[Exercise inputs Boundary: Start]

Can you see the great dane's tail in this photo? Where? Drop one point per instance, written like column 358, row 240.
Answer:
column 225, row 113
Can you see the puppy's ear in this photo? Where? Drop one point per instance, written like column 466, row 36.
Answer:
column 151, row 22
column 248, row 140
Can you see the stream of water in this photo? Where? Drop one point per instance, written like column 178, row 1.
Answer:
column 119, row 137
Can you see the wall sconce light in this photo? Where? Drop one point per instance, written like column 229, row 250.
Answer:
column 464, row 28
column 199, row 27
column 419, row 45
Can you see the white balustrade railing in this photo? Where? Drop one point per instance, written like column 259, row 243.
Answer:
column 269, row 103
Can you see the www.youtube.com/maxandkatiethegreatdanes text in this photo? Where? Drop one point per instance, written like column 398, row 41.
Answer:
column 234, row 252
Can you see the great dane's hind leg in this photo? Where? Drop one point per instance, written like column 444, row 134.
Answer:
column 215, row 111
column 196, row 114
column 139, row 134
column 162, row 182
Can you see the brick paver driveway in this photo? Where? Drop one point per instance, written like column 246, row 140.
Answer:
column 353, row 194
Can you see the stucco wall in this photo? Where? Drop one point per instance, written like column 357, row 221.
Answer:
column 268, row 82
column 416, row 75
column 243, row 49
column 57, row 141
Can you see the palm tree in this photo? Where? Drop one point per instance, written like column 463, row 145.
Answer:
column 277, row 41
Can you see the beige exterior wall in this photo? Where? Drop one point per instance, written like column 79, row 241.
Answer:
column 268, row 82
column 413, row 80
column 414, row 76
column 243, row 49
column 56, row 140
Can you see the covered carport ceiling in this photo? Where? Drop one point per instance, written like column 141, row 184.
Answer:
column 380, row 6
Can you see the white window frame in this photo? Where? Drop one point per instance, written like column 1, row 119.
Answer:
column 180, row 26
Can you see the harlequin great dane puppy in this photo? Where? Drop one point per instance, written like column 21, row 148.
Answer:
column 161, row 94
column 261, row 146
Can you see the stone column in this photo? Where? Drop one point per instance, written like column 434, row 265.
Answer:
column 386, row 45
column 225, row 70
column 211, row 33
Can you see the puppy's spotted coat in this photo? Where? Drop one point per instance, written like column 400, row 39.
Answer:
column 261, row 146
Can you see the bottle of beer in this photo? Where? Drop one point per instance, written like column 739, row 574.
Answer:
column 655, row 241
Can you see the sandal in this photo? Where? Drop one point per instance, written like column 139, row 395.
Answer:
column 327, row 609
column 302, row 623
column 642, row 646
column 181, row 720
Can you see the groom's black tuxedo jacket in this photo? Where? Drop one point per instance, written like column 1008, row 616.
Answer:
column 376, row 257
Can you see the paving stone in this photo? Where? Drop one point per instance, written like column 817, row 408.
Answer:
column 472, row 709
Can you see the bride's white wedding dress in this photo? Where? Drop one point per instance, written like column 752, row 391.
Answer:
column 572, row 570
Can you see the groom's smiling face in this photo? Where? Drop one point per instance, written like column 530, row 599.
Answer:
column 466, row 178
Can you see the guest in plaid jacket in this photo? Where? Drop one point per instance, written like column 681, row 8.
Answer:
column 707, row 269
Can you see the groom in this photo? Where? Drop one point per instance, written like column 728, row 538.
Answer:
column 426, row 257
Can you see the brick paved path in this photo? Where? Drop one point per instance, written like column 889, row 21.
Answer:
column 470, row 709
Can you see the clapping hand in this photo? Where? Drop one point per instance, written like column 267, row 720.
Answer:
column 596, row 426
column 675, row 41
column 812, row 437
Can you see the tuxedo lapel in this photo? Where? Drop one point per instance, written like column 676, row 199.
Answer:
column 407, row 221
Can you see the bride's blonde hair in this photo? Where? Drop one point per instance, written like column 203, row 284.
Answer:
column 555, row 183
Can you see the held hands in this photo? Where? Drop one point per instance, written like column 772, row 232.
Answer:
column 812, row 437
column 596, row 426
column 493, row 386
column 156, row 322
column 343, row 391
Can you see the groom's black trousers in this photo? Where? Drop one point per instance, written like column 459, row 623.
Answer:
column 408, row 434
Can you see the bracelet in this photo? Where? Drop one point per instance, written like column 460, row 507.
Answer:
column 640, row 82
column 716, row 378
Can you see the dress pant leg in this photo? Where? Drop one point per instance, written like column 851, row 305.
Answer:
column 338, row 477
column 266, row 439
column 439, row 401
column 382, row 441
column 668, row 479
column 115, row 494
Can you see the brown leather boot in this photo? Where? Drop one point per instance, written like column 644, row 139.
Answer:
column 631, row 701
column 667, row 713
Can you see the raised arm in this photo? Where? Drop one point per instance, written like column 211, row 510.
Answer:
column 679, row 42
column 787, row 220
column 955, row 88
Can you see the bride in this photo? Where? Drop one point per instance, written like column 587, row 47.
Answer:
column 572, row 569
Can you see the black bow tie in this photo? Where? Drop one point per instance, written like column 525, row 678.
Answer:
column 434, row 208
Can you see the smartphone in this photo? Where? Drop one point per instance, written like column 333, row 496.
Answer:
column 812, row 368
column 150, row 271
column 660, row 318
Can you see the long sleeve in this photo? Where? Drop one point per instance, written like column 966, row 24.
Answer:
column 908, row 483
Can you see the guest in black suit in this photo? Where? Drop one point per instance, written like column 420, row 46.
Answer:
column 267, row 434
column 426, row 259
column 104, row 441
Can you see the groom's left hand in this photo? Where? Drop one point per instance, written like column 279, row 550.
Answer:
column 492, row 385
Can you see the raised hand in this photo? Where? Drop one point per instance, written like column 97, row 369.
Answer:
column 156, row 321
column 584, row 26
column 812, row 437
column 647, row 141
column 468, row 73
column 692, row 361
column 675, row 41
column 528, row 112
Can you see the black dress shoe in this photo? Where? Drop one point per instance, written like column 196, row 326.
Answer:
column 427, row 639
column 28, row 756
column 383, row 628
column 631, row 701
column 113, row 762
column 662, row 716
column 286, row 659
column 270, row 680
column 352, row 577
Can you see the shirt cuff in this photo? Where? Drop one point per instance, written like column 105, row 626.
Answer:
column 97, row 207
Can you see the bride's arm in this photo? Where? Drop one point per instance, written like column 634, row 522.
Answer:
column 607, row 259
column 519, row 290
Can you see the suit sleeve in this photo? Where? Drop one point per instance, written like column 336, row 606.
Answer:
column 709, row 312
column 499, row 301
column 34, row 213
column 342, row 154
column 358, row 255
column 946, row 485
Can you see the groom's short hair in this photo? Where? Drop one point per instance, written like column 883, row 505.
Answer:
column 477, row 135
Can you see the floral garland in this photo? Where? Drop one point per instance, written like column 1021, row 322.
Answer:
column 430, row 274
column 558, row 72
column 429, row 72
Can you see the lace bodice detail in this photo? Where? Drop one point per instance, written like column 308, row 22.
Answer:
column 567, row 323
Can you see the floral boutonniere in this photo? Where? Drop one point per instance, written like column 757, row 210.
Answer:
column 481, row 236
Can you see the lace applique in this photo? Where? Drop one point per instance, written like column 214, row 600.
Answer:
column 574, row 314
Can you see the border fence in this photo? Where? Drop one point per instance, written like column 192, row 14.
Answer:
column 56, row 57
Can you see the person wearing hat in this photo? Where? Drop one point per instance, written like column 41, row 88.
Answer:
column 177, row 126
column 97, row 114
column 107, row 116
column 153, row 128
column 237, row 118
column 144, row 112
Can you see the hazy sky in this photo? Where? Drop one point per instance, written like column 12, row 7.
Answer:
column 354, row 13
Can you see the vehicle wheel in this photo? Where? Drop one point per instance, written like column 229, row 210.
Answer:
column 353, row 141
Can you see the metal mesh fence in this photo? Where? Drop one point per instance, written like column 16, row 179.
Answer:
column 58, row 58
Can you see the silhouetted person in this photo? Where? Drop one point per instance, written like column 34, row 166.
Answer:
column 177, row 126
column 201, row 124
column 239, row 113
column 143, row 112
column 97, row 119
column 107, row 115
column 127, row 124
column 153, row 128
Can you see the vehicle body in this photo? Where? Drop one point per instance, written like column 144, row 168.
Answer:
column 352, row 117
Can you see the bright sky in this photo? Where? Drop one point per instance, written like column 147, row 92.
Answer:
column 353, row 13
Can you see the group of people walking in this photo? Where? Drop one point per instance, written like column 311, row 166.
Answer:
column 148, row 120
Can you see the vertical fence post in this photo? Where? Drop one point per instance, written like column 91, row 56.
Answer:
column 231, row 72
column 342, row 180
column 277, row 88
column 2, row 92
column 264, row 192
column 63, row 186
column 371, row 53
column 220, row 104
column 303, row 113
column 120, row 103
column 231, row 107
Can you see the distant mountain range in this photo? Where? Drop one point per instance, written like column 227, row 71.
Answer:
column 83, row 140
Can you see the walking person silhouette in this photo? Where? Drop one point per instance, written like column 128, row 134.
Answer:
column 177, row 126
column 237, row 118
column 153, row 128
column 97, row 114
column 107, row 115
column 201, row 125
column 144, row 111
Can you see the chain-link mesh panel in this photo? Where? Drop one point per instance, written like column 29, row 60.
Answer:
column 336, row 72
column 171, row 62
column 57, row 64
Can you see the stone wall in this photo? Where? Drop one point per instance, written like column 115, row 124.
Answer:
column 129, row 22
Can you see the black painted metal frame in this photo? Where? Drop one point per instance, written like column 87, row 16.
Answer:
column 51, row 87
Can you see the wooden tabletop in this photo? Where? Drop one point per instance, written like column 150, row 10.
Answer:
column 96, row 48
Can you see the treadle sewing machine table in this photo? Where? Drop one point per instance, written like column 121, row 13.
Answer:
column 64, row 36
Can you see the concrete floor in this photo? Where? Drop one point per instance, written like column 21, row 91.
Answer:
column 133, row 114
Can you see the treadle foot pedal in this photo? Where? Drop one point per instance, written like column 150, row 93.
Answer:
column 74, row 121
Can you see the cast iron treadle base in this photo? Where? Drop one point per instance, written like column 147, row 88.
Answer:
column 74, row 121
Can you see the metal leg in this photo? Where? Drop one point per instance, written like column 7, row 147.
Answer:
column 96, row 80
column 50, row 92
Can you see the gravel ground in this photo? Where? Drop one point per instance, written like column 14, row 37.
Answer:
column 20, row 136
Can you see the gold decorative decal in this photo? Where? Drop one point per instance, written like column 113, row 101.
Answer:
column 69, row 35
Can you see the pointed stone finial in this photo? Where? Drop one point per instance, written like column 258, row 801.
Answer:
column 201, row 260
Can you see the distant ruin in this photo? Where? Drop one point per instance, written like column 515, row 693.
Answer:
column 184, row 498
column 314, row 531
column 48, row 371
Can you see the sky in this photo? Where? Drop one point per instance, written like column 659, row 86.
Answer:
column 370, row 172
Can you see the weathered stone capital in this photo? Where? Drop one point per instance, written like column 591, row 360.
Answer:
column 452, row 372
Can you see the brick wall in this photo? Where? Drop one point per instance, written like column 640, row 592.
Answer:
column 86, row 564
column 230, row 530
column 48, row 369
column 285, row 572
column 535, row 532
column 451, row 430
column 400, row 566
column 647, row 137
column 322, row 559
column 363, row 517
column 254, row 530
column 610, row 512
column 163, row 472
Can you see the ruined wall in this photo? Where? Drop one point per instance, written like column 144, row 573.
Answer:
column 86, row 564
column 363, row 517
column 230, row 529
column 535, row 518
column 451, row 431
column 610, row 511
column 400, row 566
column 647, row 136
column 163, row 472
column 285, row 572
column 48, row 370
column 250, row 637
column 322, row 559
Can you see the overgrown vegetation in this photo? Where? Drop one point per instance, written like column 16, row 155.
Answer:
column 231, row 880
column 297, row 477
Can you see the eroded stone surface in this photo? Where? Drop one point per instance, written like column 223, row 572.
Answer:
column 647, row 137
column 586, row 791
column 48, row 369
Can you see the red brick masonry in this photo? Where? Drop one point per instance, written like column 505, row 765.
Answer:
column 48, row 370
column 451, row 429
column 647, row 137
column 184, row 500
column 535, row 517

[Exercise inputs Boundary: End]

What the exercise asks: Exactly as they appear, please write out the lines from the opening of the listing above down to the line containing "Can you see the stucco", with both end lines included.

Response:
Can you see the great dane's tail in this photo? Where? Drop one point per instance, written like column 358, row 240.
Answer:
column 225, row 113
Can you see the puppy's ear in this photo? Where? Drop one point per instance, written like column 466, row 36.
Answer:
column 151, row 22
column 248, row 140
Can you see the stream of water in this photo? Where? Drop one point per instance, written like column 178, row 1.
Answer:
column 119, row 137
Can you see the wall sconce light in this photo? Where? Drop one point per instance, written like column 229, row 250.
Answer:
column 464, row 28
column 199, row 27
column 419, row 45
Can you see the white balustrade railing in this photo? Where? Drop one point per instance, written like column 259, row 243.
Answer:
column 269, row 103
Can you see the www.youtube.com/maxandkatiethegreatdanes text in this photo? Where? Drop one point per instance, written like column 398, row 41.
Answer:
column 234, row 252
Can you see the great dane's hind leg in this photo? Where? Drop one point per instance, written like column 444, row 134.
Answer:
column 215, row 111
column 196, row 114
column 139, row 134
column 162, row 182
Can you see the brick paver driveway in this photo? Where? Drop one point per instance, written like column 246, row 140.
Answer:
column 353, row 194
Can you see the stucco wall in this photo? Where? Drop one point per instance, written like column 357, row 221.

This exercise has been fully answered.